# Prompt
Print out each entry below exactly, please.
★ ★ ★ ★
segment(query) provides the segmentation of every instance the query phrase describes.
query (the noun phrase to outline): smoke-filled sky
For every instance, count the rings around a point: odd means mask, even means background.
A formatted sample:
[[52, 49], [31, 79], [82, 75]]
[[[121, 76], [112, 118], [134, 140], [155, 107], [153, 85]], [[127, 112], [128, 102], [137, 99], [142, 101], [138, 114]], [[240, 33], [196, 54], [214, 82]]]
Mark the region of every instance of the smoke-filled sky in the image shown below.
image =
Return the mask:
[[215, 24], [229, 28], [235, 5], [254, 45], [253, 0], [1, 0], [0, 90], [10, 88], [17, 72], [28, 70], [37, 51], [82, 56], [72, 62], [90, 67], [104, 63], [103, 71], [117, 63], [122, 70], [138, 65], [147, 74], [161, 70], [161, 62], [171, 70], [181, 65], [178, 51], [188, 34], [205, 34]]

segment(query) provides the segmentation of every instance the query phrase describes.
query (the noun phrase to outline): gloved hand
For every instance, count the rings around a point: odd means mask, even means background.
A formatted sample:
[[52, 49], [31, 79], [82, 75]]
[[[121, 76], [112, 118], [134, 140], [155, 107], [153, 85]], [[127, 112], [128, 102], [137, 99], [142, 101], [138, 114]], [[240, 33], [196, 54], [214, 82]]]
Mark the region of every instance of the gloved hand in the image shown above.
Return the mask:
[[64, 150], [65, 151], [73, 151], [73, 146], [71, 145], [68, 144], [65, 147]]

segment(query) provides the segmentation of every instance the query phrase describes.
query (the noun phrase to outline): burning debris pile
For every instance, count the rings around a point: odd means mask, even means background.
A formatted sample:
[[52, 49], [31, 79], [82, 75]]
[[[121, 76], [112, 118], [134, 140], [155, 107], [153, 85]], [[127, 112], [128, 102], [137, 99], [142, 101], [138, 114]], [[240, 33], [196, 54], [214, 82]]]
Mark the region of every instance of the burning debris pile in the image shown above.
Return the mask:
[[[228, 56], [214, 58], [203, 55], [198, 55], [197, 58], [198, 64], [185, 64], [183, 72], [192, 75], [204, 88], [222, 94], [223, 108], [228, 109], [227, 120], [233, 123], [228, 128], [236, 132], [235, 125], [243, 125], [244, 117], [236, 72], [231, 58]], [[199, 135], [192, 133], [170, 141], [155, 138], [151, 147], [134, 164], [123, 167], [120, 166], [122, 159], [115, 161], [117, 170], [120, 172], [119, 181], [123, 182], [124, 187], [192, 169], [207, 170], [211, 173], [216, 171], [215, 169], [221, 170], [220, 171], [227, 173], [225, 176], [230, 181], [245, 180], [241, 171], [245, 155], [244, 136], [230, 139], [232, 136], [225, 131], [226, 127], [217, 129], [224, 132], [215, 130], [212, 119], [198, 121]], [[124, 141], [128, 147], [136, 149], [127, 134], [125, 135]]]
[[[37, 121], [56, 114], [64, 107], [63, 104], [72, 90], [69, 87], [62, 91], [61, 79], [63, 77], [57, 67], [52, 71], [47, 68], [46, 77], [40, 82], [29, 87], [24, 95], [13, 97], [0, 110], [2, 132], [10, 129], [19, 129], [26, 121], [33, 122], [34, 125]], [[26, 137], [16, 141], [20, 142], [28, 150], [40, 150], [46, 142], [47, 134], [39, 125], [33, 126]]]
★ ★ ★ ★
# Task solution
segment(query) provides the segmentation of every instance the query phrase describes.
query (the noun phrase to outline): smoke-filled sky
For every instance, count the rings around a point: odd means mask, even means background.
A formatted sample:
[[52, 49], [31, 79], [82, 75]]
[[[121, 76], [112, 118], [134, 140], [155, 107], [153, 85]], [[127, 112], [128, 102], [137, 99], [142, 101], [138, 114]], [[240, 33], [196, 54], [214, 82]]]
Mark the region of every instance of the smoke-filled sky in the image shown below.
image =
Return the mask:
[[215, 24], [229, 28], [235, 5], [254, 45], [253, 0], [1, 0], [0, 90], [10, 88], [17, 72], [28, 70], [37, 51], [82, 56], [72, 62], [90, 67], [104, 63], [103, 71], [117, 63], [122, 70], [138, 65], [147, 74], [161, 70], [161, 62], [171, 70], [181, 65], [178, 51], [188, 34], [205, 34]]

segment(query) provides the segmentation of every instance the query phrase describes.
query (the noun phrase to outline): gloved hand
For every instance, count the rings around a point: odd means mask, even means background.
A formatted sample:
[[52, 49], [31, 79], [82, 75]]
[[[121, 76], [112, 118], [134, 140], [155, 107], [153, 85]], [[127, 112], [128, 102], [137, 99], [142, 101], [138, 114]], [[240, 33], [196, 54], [214, 82]]]
Mark the region of every instance of the gloved hand in the image shown above.
Return the mask:
[[64, 150], [65, 151], [73, 151], [73, 146], [71, 145], [68, 144], [65, 147]]

segment(query) provides the segmentation of every instance the query phrase describes.
query (the noun phrase to outline): burning debris pile
For every instance, count the rings around a point: odd means mask, even means background.
A formatted sample:
[[52, 49], [31, 79], [82, 75]]
[[[121, 76], [112, 118], [134, 140], [155, 107], [153, 85]], [[127, 112], [128, 102], [137, 99], [142, 101], [138, 114]], [[240, 33], [196, 54], [214, 82]]]
Mark the region of every instance of the burning debris pile in the image shown above.
Return the mask:
[[[228, 56], [214, 58], [203, 55], [198, 55], [197, 58], [198, 64], [185, 64], [183, 72], [192, 75], [204, 88], [222, 94], [223, 108], [228, 109], [227, 120], [233, 123], [228, 128], [236, 132], [235, 125], [243, 125], [244, 117], [236, 72], [231, 58]], [[199, 135], [192, 133], [170, 141], [155, 138], [151, 147], [134, 164], [123, 167], [120, 166], [122, 159], [115, 161], [117, 170], [120, 172], [119, 181], [123, 182], [124, 187], [192, 169], [207, 170], [211, 173], [216, 171], [215, 169], [221, 170], [220, 171], [227, 173], [225, 176], [230, 181], [245, 180], [241, 171], [245, 155], [244, 136], [230, 139], [232, 136], [225, 131], [226, 127], [217, 129], [224, 132], [215, 130], [212, 119], [198, 121]], [[124, 141], [128, 147], [136, 149], [127, 134], [125, 135]]]
[[[37, 121], [56, 114], [64, 107], [63, 104], [72, 90], [69, 87], [62, 91], [61, 79], [63, 77], [57, 67], [52, 71], [47, 68], [46, 77], [40, 82], [29, 87], [24, 95], [13, 97], [0, 110], [2, 132], [10, 129], [19, 129], [26, 121], [33, 122], [34, 125]], [[26, 137], [16, 141], [20, 142], [28, 150], [40, 150], [46, 142], [47, 134], [39, 125], [33, 126]]]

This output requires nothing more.